### Given exercise A
Please retype the records exactly, starting at the beginning of the records and ending at the line containing "[100,654,131,681]", with both ends included.

------------------------------

# Vapour boots for Lotus Lights?



## magnation (Feb 10, 2015)

I use a vapor boot for a 4 gang box attached to a rough in plate.


----------



## JoeAPinkley (Apr 3, 2016)

I had never used vapor boot before. I think it's great.


----------



## PlugsAndLights (Jan 19, 2016)

I haven't tried this yet, but here's what I'm thinking of doing.
-cut 2 pieces of 2x4 to go between the rafters/trusses
-cut a piece of vapour barrier about 3'x3'
-put one of the 2x4's between the trusses with one end of the 
VB draped over it and screw it in place through the trusses
-put other 2x4 in place 1 to 2' away
-drill a hole through one of the 2x4's for the nmd to enter 
-drill this hole from the "inside out" and stop before going through 
the vapour barrier - just stab a hole through the VP so it'll fit
tight around the nmd
-bring the nmd in 
-RI done 

I figure it'll take 5 mins. Really cheap and possibly free as the 2x4 
and VB are often on sight.

------------------------------

### Given exercise B
Using the vapor boot thread, decide whether each statement agrees with it, and back each yes or no with the deciding words quoted exactly.
(i) magnation uses a vapor boot for a 4 gang box attached to a rough in plate.
(ii) JoeAPinkley had used vapor boots before.
(iii) PlugsAndLights has already tried the method described in the post.

### Record set
------------------------------

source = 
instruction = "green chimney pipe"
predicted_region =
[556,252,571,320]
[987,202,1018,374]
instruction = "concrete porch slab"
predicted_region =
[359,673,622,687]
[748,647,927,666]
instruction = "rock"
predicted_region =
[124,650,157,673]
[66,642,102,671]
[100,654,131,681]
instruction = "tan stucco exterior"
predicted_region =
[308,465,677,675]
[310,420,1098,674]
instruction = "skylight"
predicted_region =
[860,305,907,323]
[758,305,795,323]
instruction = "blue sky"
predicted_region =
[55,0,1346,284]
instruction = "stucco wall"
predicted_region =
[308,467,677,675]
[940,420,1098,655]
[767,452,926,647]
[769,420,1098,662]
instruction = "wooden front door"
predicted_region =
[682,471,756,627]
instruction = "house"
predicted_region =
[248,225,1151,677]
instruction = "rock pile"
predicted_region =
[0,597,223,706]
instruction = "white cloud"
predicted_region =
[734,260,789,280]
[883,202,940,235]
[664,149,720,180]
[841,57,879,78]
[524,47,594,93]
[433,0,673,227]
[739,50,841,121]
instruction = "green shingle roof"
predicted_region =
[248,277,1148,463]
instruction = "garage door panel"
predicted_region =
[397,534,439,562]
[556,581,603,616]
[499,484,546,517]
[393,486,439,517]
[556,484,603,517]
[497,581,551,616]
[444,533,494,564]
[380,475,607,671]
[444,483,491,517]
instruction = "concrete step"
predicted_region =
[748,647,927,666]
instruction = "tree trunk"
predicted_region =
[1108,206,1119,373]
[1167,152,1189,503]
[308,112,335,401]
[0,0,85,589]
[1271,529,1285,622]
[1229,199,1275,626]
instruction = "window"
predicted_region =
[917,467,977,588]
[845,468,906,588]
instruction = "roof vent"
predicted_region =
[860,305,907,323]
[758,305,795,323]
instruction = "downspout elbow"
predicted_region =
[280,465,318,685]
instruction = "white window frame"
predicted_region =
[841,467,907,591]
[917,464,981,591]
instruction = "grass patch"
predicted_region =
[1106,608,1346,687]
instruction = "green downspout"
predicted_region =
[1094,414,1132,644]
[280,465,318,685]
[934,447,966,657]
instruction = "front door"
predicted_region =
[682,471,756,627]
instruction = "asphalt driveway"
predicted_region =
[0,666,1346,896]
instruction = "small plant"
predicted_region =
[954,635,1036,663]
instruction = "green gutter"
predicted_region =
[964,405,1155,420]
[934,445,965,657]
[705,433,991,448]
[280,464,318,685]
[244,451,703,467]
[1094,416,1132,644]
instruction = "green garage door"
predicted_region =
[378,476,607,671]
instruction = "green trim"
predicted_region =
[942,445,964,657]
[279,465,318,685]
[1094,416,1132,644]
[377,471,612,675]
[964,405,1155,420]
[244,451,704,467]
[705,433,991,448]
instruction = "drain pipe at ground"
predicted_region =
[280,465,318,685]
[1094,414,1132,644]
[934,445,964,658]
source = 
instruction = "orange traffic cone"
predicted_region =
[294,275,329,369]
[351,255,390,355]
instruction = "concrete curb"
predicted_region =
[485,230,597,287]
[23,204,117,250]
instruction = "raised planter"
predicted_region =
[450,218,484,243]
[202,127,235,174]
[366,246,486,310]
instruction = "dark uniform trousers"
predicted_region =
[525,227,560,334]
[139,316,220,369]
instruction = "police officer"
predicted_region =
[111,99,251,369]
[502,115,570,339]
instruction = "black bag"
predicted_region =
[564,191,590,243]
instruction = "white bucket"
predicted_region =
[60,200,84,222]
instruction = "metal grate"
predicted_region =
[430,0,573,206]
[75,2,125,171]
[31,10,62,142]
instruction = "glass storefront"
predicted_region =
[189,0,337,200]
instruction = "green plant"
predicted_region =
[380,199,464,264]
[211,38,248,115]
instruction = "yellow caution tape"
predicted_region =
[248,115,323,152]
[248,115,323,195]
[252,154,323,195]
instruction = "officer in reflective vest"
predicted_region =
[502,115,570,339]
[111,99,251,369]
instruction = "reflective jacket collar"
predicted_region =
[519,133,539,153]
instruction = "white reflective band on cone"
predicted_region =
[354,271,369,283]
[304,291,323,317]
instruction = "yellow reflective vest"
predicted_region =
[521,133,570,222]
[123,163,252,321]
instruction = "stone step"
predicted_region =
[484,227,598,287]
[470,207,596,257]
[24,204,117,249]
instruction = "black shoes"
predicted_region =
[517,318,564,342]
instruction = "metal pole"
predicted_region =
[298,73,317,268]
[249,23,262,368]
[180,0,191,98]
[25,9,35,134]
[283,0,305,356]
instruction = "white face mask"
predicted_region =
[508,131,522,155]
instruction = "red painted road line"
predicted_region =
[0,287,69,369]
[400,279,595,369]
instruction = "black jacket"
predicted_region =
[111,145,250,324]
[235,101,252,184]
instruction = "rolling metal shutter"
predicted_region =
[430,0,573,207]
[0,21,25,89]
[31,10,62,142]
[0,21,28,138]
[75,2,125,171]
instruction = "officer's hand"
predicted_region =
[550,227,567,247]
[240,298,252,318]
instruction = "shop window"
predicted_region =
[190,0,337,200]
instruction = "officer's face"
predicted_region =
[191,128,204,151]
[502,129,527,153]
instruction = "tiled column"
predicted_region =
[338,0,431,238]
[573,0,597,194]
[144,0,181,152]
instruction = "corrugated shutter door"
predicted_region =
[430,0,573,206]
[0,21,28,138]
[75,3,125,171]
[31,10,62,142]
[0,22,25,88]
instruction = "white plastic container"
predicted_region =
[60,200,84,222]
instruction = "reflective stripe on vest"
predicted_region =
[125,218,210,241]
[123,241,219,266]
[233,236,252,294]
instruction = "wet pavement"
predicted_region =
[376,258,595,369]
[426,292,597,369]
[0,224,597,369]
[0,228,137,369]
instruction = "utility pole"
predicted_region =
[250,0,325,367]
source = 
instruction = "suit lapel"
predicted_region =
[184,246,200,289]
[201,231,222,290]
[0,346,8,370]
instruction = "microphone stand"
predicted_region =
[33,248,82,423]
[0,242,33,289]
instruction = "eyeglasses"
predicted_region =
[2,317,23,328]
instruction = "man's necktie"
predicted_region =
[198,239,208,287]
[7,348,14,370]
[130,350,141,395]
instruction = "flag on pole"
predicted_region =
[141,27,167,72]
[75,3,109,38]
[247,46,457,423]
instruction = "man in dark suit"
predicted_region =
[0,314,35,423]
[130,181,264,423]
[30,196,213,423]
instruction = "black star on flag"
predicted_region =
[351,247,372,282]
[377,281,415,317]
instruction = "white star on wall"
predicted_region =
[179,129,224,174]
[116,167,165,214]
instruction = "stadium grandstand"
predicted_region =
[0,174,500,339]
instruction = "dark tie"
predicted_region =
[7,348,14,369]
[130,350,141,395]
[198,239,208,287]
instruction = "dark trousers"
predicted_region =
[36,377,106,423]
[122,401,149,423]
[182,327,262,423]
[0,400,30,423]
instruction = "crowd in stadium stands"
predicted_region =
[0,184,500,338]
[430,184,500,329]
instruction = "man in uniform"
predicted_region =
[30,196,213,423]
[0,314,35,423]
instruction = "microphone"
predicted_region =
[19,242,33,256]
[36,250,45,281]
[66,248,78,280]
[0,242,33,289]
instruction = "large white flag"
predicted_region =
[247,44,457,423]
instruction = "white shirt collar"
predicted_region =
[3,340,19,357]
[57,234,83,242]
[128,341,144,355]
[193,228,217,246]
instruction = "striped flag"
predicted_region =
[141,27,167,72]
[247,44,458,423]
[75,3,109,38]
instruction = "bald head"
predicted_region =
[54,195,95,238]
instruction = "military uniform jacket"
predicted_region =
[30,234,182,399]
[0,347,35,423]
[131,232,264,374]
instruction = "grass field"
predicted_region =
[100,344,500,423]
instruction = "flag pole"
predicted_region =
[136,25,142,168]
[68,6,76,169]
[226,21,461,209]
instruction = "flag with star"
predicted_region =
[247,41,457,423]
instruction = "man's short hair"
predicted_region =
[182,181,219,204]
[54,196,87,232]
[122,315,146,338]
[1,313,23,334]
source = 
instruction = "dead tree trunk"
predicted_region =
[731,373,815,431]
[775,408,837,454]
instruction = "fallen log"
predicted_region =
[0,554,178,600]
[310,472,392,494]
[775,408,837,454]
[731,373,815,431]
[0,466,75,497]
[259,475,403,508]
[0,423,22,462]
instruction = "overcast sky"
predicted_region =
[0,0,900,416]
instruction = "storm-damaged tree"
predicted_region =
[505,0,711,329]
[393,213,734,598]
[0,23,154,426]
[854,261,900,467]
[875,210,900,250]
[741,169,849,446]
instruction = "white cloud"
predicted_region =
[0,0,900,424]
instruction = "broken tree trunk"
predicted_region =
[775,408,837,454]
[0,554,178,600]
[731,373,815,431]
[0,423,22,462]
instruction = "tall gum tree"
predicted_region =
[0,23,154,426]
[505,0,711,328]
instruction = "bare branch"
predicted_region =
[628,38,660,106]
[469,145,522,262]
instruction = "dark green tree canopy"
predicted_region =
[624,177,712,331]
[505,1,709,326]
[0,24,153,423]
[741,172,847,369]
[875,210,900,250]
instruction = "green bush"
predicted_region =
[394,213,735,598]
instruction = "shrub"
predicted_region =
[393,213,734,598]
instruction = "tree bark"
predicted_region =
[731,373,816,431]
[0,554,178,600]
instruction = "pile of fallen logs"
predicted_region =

------------------------------

### Exercise solution A
source = 
instruction = "green chimney pipe"
predicted_region =
[556,252,571,320]
[987,202,1018,374]
instruction = "concrete porch slab"
predicted_region =
[359,673,622,687]
[748,647,927,666]
instruction = "rock"
predicted_region =
[124,650,157,673]
[66,642,102,671]
[100,654,131,681]

### Exercise solution B
(i) Yes: "I use a vapor boot for a 4 gang box attached to a rough in plate."
(ii) No: "I had never used vapor boot before."
(iii) No: "I haven't tried this yet, but here's what I'm thinking of doing."